> _TASK DATA_
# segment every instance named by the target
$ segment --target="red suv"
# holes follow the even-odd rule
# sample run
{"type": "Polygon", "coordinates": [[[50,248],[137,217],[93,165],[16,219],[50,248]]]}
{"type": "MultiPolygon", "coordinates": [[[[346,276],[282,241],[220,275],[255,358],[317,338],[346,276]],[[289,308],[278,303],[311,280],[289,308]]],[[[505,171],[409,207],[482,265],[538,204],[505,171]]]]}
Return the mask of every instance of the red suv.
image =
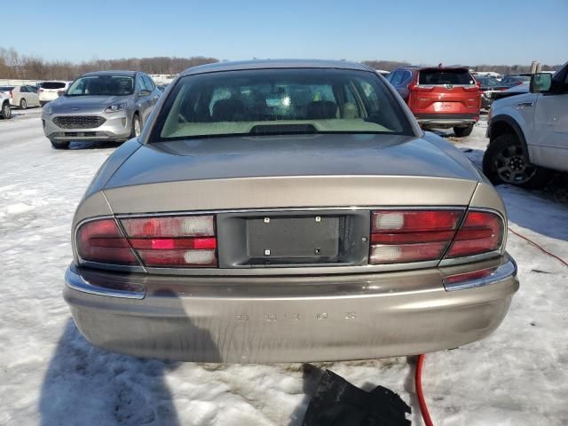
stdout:
{"type": "Polygon", "coordinates": [[[387,80],[408,104],[422,129],[454,128],[469,136],[479,120],[481,89],[468,68],[403,67],[387,80]]]}

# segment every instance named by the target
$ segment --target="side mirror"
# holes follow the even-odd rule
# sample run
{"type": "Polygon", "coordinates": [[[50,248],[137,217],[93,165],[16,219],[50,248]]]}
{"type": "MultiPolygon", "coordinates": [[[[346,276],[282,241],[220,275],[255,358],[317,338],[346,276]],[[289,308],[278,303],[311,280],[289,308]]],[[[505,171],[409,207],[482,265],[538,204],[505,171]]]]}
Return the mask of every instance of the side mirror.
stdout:
{"type": "Polygon", "coordinates": [[[552,74],[537,73],[531,75],[531,92],[548,91],[552,86],[552,74]]]}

> _EXERCISE_
Please write out all of the lines above again with "instance" swapped for "object" wherever it occurs, keeping everything else the same and leaving out the pictures.

> _FULL OUTPUT_
# segment every object named by the target
$ segment --target="red suv"
# holes follow the even-odd rule
# sample run
{"type": "Polygon", "coordinates": [[[50,248],[137,217],[93,165],[16,219],[50,248]]]}
{"type": "MultiPolygon", "coordinates": [[[[346,276],[282,241],[220,275],[255,358],[317,338],[346,276]],[[289,308],[278,303],[311,280],[289,308]]],[[[505,171],[409,207],[482,265],[538,204],[505,171]]]]}
Return the mask of every object of the red suv.
image =
stdout:
{"type": "Polygon", "coordinates": [[[387,80],[408,104],[422,129],[454,128],[469,136],[479,120],[481,89],[468,68],[403,67],[387,80]]]}

# segment every object named by the target
$ segment --target="side mirror"
# holes follow the even-odd rule
# sample run
{"type": "Polygon", "coordinates": [[[50,248],[137,217],[93,165],[16,219],[50,248]]]}
{"type": "MultiPolygon", "coordinates": [[[[346,276],[282,241],[220,275],[255,358],[317,338],[346,276]],[[289,308],[278,303],[311,280],[289,308]]],[[[505,171],[409,207],[482,265],[538,204],[505,171]]]]}
Return the mask of every object of the side mirror.
stdout:
{"type": "Polygon", "coordinates": [[[552,74],[537,73],[531,75],[531,92],[548,91],[552,86],[552,74]]]}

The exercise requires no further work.